[Start of section]

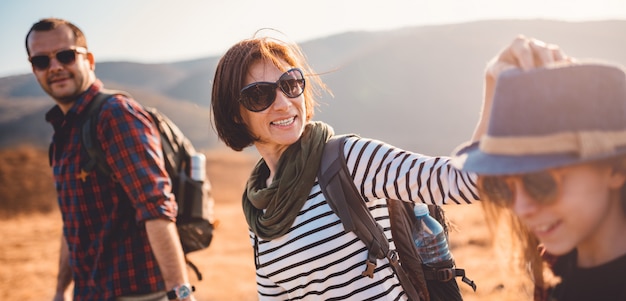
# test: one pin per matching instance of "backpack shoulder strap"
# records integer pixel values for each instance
(89, 135)
(343, 197)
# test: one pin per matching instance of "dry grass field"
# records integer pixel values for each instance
(31, 227)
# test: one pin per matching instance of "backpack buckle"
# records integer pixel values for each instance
(369, 269)
(445, 275)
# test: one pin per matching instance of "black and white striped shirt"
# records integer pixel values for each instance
(318, 260)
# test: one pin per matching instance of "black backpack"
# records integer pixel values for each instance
(419, 281)
(194, 199)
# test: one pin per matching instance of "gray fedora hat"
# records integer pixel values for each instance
(550, 117)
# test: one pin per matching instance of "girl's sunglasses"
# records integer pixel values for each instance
(543, 187)
(65, 57)
(259, 96)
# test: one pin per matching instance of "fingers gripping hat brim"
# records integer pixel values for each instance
(550, 117)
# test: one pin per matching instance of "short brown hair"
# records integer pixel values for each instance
(53, 23)
(230, 76)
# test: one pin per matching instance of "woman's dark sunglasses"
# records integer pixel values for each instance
(65, 57)
(543, 187)
(259, 96)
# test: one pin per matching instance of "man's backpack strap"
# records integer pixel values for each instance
(343, 197)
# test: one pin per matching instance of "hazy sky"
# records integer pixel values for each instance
(163, 31)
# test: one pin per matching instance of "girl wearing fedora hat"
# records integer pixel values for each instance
(552, 166)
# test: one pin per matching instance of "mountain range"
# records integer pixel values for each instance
(418, 88)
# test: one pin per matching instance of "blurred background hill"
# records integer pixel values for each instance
(418, 87)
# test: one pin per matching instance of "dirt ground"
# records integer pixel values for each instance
(29, 254)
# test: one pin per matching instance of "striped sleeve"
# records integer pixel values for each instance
(383, 171)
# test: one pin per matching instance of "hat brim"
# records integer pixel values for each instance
(470, 158)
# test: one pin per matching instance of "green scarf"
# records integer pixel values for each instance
(270, 211)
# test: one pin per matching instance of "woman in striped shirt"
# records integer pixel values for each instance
(263, 95)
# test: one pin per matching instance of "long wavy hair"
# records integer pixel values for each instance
(512, 237)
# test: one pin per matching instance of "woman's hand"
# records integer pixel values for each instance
(523, 53)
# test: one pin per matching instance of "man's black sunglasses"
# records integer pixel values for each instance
(65, 57)
(259, 96)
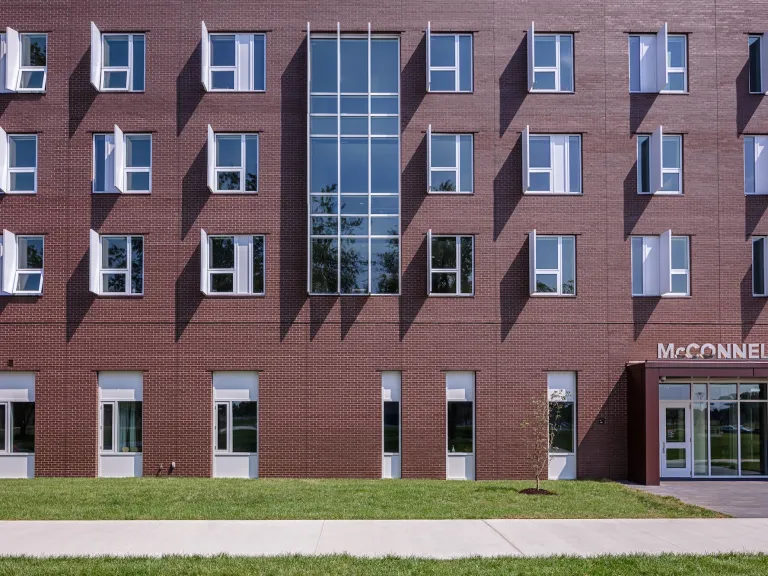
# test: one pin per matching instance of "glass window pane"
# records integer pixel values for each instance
(114, 253)
(222, 253)
(23, 427)
(561, 427)
(221, 427)
(461, 428)
(251, 163)
(546, 253)
(259, 61)
(138, 62)
(245, 430)
(30, 252)
(354, 65)
(539, 152)
(723, 422)
(116, 50)
(354, 165)
(106, 427)
(566, 63)
(467, 265)
(465, 63)
(354, 266)
(129, 426)
(324, 66)
(34, 49)
(443, 50)
(385, 265)
(385, 66)
(23, 151)
(569, 265)
(324, 165)
(138, 151)
(391, 419)
(223, 50)
(444, 253)
(324, 266)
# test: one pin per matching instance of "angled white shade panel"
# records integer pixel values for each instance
(95, 57)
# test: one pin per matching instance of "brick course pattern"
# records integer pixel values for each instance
(320, 358)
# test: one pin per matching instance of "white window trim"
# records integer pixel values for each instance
(457, 270)
(128, 69)
(457, 162)
(206, 271)
(209, 69)
(558, 271)
(228, 404)
(241, 168)
(455, 69)
(555, 68)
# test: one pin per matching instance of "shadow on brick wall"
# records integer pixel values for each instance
(507, 188)
(751, 306)
(81, 92)
(293, 190)
(514, 291)
(189, 90)
(194, 191)
(513, 86)
(187, 293)
(79, 298)
(413, 288)
(414, 83)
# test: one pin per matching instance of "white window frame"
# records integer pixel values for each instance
(556, 68)
(457, 162)
(214, 186)
(457, 270)
(228, 404)
(554, 139)
(238, 240)
(208, 69)
(455, 69)
(128, 69)
(533, 236)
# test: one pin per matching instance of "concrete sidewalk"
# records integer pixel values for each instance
(424, 538)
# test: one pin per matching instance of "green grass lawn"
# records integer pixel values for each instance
(271, 499)
(731, 564)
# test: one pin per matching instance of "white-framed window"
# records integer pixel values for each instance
(451, 265)
(233, 162)
(756, 165)
(122, 163)
(759, 266)
(449, 62)
(552, 262)
(659, 163)
(658, 62)
(234, 62)
(22, 264)
(25, 57)
(550, 62)
(551, 163)
(117, 264)
(661, 265)
(450, 162)
(18, 163)
(758, 60)
(232, 265)
(117, 61)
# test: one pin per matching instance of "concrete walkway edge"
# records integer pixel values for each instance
(376, 538)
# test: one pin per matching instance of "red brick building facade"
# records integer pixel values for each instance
(320, 358)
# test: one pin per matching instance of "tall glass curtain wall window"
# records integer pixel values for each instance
(354, 164)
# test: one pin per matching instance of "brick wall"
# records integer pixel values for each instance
(320, 357)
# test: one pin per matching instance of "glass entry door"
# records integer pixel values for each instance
(675, 440)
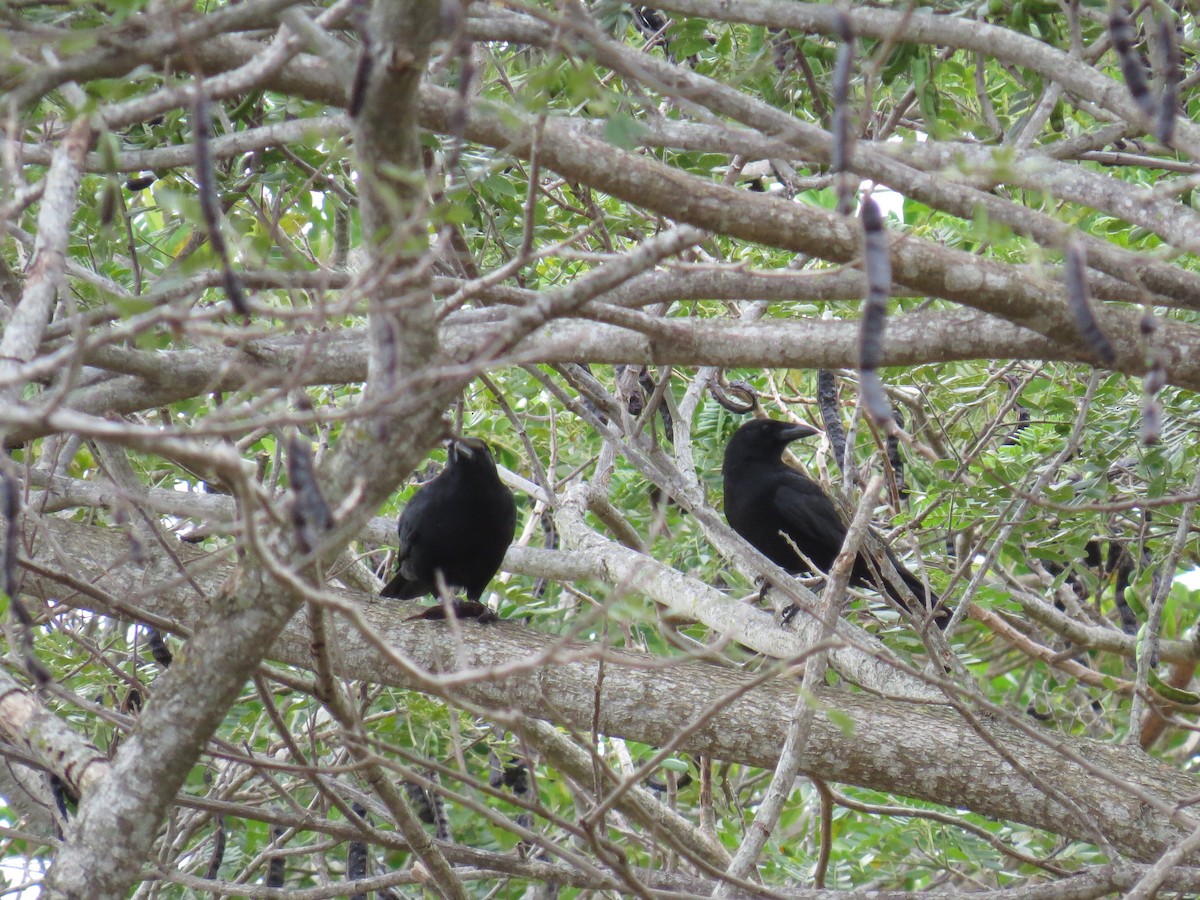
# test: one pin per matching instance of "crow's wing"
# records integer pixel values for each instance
(809, 519)
(413, 574)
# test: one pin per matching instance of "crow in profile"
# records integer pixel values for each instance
(767, 499)
(459, 527)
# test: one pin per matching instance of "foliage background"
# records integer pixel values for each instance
(595, 189)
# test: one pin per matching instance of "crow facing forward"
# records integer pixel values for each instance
(779, 511)
(456, 527)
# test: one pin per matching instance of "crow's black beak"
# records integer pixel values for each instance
(461, 448)
(795, 432)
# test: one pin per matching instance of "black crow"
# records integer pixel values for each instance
(767, 499)
(459, 527)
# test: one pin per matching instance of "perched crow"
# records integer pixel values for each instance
(460, 526)
(766, 499)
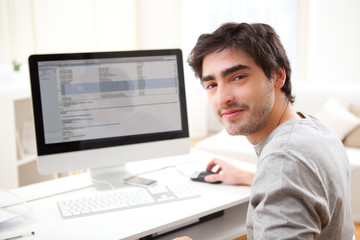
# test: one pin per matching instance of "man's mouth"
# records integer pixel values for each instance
(231, 114)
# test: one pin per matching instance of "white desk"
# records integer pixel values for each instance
(139, 222)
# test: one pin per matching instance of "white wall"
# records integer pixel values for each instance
(334, 41)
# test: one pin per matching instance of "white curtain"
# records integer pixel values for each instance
(50, 26)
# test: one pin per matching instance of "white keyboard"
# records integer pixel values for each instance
(126, 198)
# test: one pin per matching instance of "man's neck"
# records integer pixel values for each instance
(281, 113)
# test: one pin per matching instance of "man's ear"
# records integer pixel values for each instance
(279, 78)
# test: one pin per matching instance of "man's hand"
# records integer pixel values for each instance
(228, 173)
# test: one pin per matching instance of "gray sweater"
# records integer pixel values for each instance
(301, 188)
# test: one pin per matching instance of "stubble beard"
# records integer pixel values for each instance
(257, 117)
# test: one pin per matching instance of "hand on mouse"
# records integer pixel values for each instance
(228, 173)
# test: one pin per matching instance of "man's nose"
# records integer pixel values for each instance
(225, 95)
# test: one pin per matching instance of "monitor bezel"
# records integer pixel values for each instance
(53, 148)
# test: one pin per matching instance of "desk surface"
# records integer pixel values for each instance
(139, 222)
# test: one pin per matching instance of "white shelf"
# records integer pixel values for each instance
(26, 159)
(17, 169)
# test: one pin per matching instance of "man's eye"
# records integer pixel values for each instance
(239, 77)
(210, 86)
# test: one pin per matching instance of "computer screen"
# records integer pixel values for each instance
(95, 110)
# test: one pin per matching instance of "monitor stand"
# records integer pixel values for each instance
(109, 178)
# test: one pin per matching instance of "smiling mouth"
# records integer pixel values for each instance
(231, 114)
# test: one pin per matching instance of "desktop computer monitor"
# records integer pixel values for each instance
(103, 109)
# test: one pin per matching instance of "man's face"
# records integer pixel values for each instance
(238, 90)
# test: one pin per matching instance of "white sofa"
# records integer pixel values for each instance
(310, 98)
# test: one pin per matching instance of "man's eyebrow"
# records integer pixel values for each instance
(233, 69)
(225, 72)
(207, 78)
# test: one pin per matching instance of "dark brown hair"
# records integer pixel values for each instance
(259, 41)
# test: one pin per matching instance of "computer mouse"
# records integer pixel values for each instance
(199, 176)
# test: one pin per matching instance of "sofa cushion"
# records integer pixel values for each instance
(337, 117)
(353, 138)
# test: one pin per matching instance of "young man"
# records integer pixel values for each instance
(301, 188)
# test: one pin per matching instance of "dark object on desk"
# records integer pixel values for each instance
(185, 225)
(199, 176)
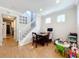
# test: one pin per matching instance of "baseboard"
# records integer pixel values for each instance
(24, 43)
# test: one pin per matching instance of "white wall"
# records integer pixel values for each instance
(61, 29)
(28, 38)
(11, 13)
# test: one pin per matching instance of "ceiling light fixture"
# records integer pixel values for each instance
(57, 1)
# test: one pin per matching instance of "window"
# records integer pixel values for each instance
(61, 18)
(48, 20)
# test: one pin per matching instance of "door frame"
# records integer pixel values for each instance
(15, 29)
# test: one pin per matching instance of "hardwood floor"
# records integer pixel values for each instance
(10, 49)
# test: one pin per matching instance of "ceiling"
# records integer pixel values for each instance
(35, 5)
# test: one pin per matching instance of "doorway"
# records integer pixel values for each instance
(8, 31)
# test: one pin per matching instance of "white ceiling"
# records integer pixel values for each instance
(35, 5)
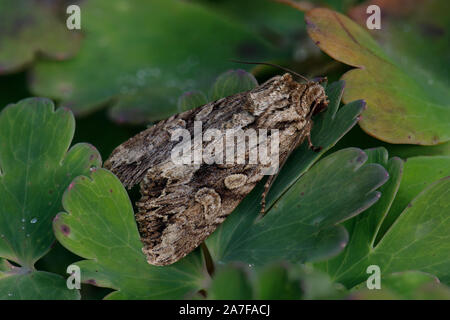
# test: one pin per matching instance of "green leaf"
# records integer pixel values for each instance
(161, 49)
(37, 285)
(191, 99)
(275, 281)
(408, 285)
(419, 172)
(402, 107)
(363, 228)
(31, 27)
(232, 82)
(99, 225)
(230, 283)
(328, 128)
(303, 224)
(35, 169)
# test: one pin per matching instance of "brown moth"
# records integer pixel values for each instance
(182, 204)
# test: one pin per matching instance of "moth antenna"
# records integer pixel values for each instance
(275, 66)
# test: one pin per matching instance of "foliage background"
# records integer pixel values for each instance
(135, 62)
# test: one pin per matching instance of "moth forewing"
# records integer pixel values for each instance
(183, 203)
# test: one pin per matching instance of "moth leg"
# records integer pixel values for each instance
(310, 144)
(272, 178)
(267, 186)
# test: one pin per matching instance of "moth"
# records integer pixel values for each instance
(182, 204)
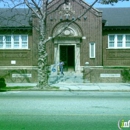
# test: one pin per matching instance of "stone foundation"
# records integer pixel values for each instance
(102, 75)
(19, 74)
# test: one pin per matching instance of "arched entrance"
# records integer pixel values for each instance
(67, 54)
(67, 46)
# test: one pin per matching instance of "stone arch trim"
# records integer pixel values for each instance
(73, 30)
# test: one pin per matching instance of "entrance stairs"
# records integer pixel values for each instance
(68, 77)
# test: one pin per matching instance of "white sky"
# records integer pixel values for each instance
(119, 4)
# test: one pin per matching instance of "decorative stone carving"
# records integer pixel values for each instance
(67, 10)
(72, 30)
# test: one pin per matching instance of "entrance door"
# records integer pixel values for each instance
(67, 54)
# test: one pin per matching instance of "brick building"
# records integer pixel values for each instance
(101, 38)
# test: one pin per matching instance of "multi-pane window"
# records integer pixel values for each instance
(1, 41)
(8, 41)
(127, 40)
(24, 41)
(111, 40)
(119, 41)
(92, 50)
(13, 42)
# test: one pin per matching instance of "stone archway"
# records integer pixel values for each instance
(71, 36)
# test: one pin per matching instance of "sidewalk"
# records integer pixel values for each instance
(94, 86)
(80, 86)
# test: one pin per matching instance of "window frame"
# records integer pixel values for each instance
(92, 44)
(116, 43)
(13, 41)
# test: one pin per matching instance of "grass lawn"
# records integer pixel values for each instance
(24, 88)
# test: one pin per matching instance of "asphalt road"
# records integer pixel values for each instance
(63, 110)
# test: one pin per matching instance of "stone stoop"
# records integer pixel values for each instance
(68, 77)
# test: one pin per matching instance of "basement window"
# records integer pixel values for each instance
(92, 50)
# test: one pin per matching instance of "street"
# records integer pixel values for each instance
(63, 110)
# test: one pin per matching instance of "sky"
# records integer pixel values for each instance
(119, 4)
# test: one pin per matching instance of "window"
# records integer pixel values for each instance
(13, 42)
(111, 40)
(119, 41)
(92, 50)
(1, 42)
(127, 40)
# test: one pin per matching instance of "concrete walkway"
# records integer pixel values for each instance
(81, 86)
(94, 86)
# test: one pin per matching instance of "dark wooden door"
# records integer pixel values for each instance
(67, 55)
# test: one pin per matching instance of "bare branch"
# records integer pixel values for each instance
(33, 10)
(56, 8)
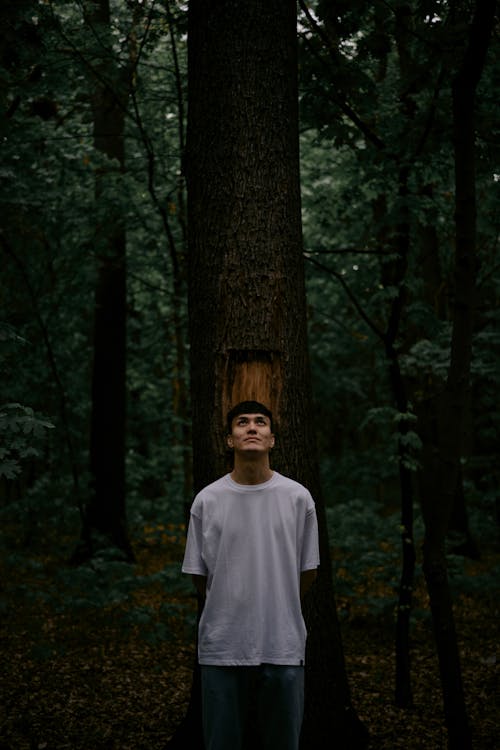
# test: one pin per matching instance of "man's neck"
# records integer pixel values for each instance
(251, 472)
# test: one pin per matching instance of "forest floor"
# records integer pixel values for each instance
(82, 677)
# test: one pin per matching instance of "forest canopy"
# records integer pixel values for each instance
(399, 186)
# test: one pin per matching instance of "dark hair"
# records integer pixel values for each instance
(247, 407)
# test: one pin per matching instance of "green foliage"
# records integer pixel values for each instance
(21, 434)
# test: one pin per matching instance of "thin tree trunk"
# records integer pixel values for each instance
(445, 458)
(105, 518)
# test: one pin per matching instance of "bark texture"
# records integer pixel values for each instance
(246, 289)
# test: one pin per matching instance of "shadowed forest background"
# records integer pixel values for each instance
(101, 394)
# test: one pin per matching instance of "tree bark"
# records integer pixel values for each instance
(442, 456)
(246, 290)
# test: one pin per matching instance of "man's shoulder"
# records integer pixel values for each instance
(292, 485)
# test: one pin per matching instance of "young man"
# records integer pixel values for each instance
(252, 549)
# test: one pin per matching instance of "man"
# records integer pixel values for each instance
(252, 549)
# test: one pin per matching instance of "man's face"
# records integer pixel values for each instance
(251, 433)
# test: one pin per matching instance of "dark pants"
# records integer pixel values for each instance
(231, 695)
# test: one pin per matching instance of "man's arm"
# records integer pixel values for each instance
(307, 578)
(200, 583)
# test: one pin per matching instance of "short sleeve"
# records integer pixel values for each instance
(193, 559)
(310, 545)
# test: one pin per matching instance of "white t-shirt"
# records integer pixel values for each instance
(252, 542)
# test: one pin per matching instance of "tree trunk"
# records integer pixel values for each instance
(105, 518)
(443, 456)
(246, 289)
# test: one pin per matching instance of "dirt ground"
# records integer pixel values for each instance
(73, 681)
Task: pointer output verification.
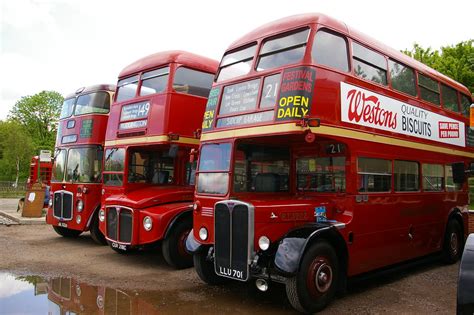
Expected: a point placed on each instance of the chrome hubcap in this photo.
(323, 278)
(454, 243)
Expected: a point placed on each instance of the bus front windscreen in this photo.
(84, 165)
(68, 108)
(114, 166)
(98, 102)
(59, 165)
(214, 165)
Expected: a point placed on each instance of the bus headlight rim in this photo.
(147, 223)
(101, 215)
(264, 243)
(203, 234)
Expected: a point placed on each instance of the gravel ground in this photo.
(36, 250)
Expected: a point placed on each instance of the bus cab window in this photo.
(321, 174)
(375, 175)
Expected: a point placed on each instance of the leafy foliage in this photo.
(38, 114)
(457, 61)
(16, 146)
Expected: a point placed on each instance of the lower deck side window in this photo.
(375, 175)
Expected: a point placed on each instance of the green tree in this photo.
(16, 150)
(457, 61)
(39, 114)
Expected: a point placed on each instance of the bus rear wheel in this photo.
(174, 245)
(65, 232)
(205, 268)
(96, 234)
(314, 286)
(452, 245)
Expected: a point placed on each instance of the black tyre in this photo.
(314, 286)
(205, 268)
(453, 242)
(96, 234)
(174, 245)
(65, 232)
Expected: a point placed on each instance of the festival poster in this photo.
(296, 91)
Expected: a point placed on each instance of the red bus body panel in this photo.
(381, 225)
(170, 113)
(89, 193)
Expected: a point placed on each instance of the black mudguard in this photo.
(465, 303)
(294, 243)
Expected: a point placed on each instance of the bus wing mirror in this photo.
(459, 172)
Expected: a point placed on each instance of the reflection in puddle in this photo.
(37, 295)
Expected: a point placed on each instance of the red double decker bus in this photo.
(76, 183)
(148, 179)
(324, 155)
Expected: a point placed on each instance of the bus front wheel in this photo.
(452, 245)
(314, 286)
(174, 245)
(65, 232)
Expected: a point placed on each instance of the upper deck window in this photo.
(68, 108)
(127, 88)
(465, 104)
(236, 63)
(59, 166)
(193, 82)
(402, 77)
(330, 50)
(429, 89)
(450, 98)
(283, 50)
(84, 165)
(154, 81)
(98, 102)
(368, 64)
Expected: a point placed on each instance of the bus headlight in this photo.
(147, 223)
(263, 243)
(80, 205)
(203, 233)
(101, 215)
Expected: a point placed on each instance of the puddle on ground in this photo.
(38, 295)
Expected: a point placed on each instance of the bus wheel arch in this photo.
(453, 240)
(315, 284)
(174, 241)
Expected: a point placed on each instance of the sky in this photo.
(63, 45)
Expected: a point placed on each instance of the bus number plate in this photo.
(119, 246)
(232, 273)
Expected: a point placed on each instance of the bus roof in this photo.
(166, 57)
(296, 21)
(91, 88)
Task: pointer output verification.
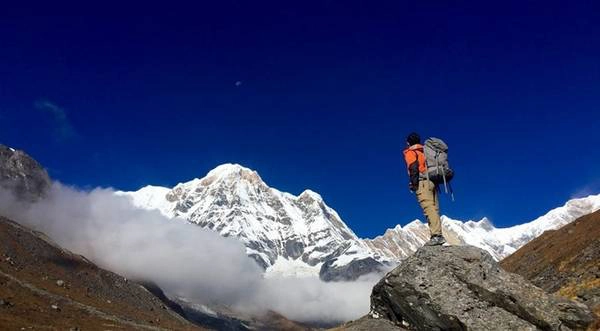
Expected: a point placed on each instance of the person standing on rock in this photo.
(423, 187)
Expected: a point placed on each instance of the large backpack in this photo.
(436, 156)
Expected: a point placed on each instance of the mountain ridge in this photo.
(280, 229)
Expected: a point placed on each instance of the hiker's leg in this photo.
(427, 198)
(437, 210)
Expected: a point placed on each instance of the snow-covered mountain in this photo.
(397, 243)
(301, 235)
(285, 234)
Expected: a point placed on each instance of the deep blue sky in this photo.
(313, 95)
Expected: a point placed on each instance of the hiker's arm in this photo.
(412, 164)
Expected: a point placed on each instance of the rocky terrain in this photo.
(302, 236)
(22, 175)
(464, 288)
(565, 261)
(45, 287)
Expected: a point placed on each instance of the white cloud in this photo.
(64, 129)
(183, 259)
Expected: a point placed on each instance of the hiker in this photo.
(424, 188)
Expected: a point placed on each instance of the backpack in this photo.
(436, 157)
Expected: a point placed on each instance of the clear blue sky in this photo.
(315, 95)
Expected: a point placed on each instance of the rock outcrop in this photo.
(22, 175)
(464, 288)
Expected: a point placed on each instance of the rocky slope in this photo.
(565, 261)
(301, 235)
(43, 286)
(22, 175)
(464, 288)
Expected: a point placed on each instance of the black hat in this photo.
(413, 139)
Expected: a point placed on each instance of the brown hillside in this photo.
(564, 261)
(45, 287)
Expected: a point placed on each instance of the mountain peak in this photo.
(231, 171)
(312, 194)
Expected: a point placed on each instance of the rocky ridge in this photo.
(302, 236)
(464, 288)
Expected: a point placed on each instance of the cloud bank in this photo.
(183, 259)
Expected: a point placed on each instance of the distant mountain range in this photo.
(301, 235)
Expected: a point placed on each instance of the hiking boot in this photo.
(436, 240)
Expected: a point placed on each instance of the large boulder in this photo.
(463, 288)
(22, 175)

[End of section]

- _Exercise brief_
Where the line containing "Expected: a point placed on each instance of the rocky slope" appears in the data above, begin there and reproduce every line to the end exactly; include nothing else.

- _Solution to the problem_
Expected: a point placed on each instance of the rocky slope in this photo.
(565, 261)
(301, 235)
(43, 286)
(22, 175)
(464, 288)
Expected: a point placed on each instance of the black hat in this photo.
(413, 139)
Expected: a point placed on each instance of the brown hillside in this photo.
(564, 261)
(45, 287)
Expected: a point placed on each instance of the mountain peak in this photo.
(231, 171)
(312, 194)
Expected: a point placed on each instance of the rocky ridge in this photo.
(302, 236)
(464, 288)
Expected: a point placed on each instance of the cloud bank in this photo.
(183, 259)
Expected: a point placed on each instance of the distant mountain range in this photo.
(301, 235)
Expected: a point placed on each instance of the hiking boot in this photo.
(436, 240)
Expected: a point placed on each instance of the large boulder in this photo.
(463, 288)
(22, 175)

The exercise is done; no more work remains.